> _SOURCE TEXT_
-*-

President of Yemen’s Supreme Political Council roundly dismissed Saudi Arabia’s so-called peace initiative on the conflict in his country, emphasizing that such bids are meant to conceal the heinous crimes that the Riyadh regime and its allies are perpetrating against the Yemeni nation.

“The continuation of the crippling US-Saudi blockade and aggression against our people for seven years proves to the entire world that the aggressor states as well as Washington have no respect whatsoever for human values and principles,” Mehdi al-Mashat said in a message on the occasion of the arrival of the holy Muslim fasting month of Ramadan.

“Their talk of peace at the same time as pressing ahead with their aggression and siege is simply nothing but a desperate attempt to cover up their horrific crimes against Yemeni people,” al-Mashat added.

On March 22, Saudi Foreign Minister Prince Faisal bin Farhan Al Saud presented a so-called peace initiative to end the war in Yemen, which would include reopening Sana’a airport and allow fuel and food imports through Hudaydah port — both of which are under the control of the Ansarullah movement.

The top Saudi diplomat told a news conference at the time that political negotiations between representatives of the Saudi-backed government of Yemen's former president Abd Rabbuh Mansur Hadi and Ansarullah movement would resume as part of the initiative.

Al Saud claimed the initiative would be enforced once the Yemeni sides accepted it.

Al-Mashat also bitterly denounced the detention and humiliation of thousands of Yemeni men, women and children at border crossings with Saudi Arabia.

-*-

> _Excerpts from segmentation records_
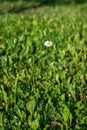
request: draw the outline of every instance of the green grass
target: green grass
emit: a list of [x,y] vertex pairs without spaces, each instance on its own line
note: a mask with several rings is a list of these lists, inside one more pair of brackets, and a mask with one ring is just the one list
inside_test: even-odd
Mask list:
[[1,10],[0,129],[86,130],[87,4]]

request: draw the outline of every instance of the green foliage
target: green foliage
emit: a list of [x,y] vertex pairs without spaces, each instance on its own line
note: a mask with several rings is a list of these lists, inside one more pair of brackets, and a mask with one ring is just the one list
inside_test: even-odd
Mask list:
[[87,129],[86,7],[0,15],[1,130]]

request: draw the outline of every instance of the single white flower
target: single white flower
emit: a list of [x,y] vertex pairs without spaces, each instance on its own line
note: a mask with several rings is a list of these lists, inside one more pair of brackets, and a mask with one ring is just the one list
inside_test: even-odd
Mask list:
[[52,45],[53,45],[53,43],[51,41],[45,41],[44,42],[44,46],[49,47],[49,46],[52,46]]

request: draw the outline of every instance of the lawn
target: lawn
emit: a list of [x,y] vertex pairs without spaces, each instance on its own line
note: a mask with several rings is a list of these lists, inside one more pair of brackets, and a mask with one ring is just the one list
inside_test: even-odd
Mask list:
[[1,2],[0,130],[86,129],[87,3]]

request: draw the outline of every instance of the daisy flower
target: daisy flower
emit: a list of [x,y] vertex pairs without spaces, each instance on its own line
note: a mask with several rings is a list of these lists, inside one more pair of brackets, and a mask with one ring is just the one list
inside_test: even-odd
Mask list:
[[49,47],[49,46],[52,46],[52,45],[53,45],[53,43],[51,41],[45,41],[44,42],[44,46],[46,46],[46,47]]

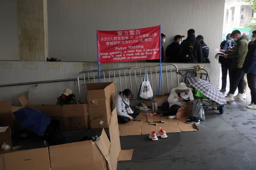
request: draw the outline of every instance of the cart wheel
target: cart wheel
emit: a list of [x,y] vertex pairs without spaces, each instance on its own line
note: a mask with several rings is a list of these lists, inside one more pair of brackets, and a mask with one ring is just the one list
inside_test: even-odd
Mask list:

-*-

> _DIRECTIVE_
Please summarize the Yemen peace initiative article in two sentences. The entries have nothing to do with this.

> _WRITTEN RESPONSE_
Mehdi al-Mashat, president of Yemen's Supreme Political Council, rejected Saudi Arabia's peace initiative as an attempt to cover up crimes against Yemenis, citing seven years of US-Saudi blockade and aggression, and he also denounced the detention and humiliation of thousands of Yemenis at border crossings with Saudi Arabia. Saudi Foreign Minister Prince Faisal bin Farhan Al Saud presented the initiative on March 22; it would reopen Sana'a airport, allow fuel and food imports through Hudaydah port, and resume political negotiations between the Saudi-backed Hadi government and the Ansarullah movement.